YOUR OBJECTIVE
Given the records below, would you repeat exactly the lines that begin at the one containing "Question. Locate the blue" and end at the one containing "Question. Locate the rocky", inclusive?

Records contained in a dataset
..........

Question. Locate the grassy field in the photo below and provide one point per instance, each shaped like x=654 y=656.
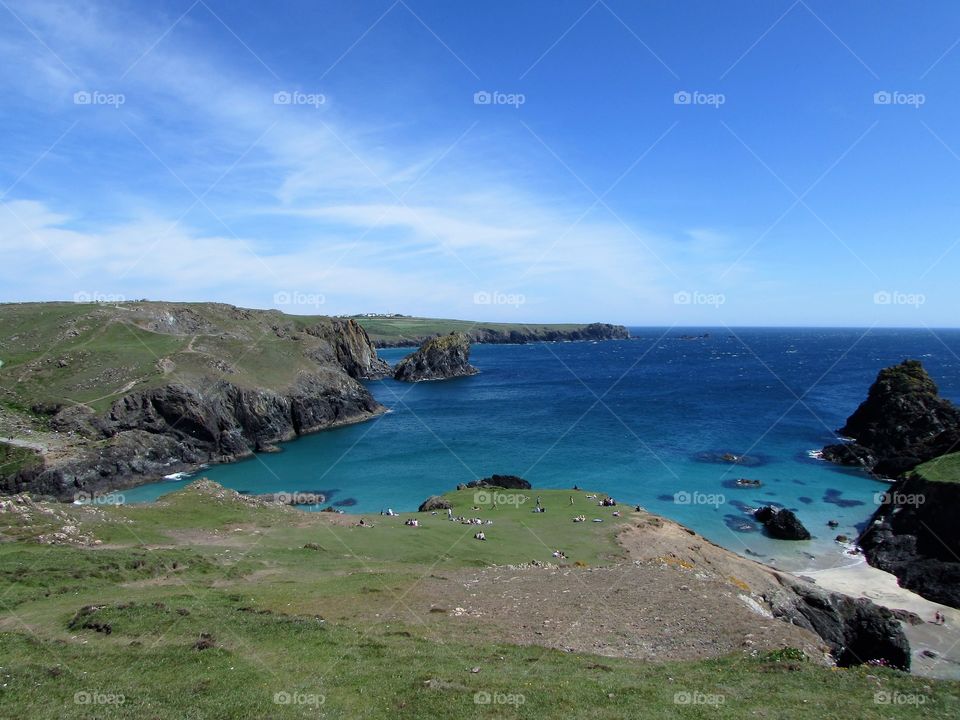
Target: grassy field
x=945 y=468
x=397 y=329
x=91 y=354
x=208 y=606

..........

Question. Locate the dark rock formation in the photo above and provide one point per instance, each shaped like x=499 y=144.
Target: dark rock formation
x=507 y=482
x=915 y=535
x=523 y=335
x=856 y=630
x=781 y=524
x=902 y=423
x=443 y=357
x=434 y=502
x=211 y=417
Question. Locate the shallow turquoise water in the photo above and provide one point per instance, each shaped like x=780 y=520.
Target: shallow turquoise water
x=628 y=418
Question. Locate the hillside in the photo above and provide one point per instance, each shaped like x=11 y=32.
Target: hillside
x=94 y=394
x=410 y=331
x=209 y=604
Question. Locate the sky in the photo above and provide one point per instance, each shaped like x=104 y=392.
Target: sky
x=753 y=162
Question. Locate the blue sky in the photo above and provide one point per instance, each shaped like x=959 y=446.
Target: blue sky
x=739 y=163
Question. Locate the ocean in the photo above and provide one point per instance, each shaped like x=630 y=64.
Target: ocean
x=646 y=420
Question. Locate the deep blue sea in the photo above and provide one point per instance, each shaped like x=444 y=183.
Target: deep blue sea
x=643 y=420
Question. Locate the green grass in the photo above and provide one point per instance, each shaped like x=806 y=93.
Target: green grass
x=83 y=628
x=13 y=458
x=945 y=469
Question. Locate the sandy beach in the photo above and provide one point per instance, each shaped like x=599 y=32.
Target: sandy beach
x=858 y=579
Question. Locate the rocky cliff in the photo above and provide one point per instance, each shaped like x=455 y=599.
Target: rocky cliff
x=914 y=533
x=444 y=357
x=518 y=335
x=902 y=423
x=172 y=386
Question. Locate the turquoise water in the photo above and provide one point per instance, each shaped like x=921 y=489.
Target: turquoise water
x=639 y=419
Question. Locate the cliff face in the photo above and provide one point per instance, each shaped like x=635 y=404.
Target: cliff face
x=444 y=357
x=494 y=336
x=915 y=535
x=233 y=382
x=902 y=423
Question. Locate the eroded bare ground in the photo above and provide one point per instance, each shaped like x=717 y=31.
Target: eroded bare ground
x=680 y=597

..........

SOLUTION FOR THIS PROBLEM
Question. Locate the blue sky in the photo above and provide one point per instance, each shaped like x=959 y=446.
Target: blue sky
x=739 y=163
Question. Locate the ocean in the photo above and provide one point per instance, each shaped like x=630 y=64.
Target: ocean
x=646 y=420
Question. Locate the deep blue sea in the photo above and provide one point per instance, each shaped like x=444 y=183.
Target: deep blue sea
x=643 y=420
Question. Locate the green grass in the photo above and provide one point per instance, each shaped like x=806 y=93.
Target: green grass
x=83 y=628
x=13 y=458
x=945 y=469
Question. Locate the sandy beach in the photo above and provide one point per instance, each shaped like x=599 y=32.
Target: sandy beach
x=858 y=579
Question. Locate the rocky cliff in the photo above and provide one point per instance, each shaped like x=455 y=599.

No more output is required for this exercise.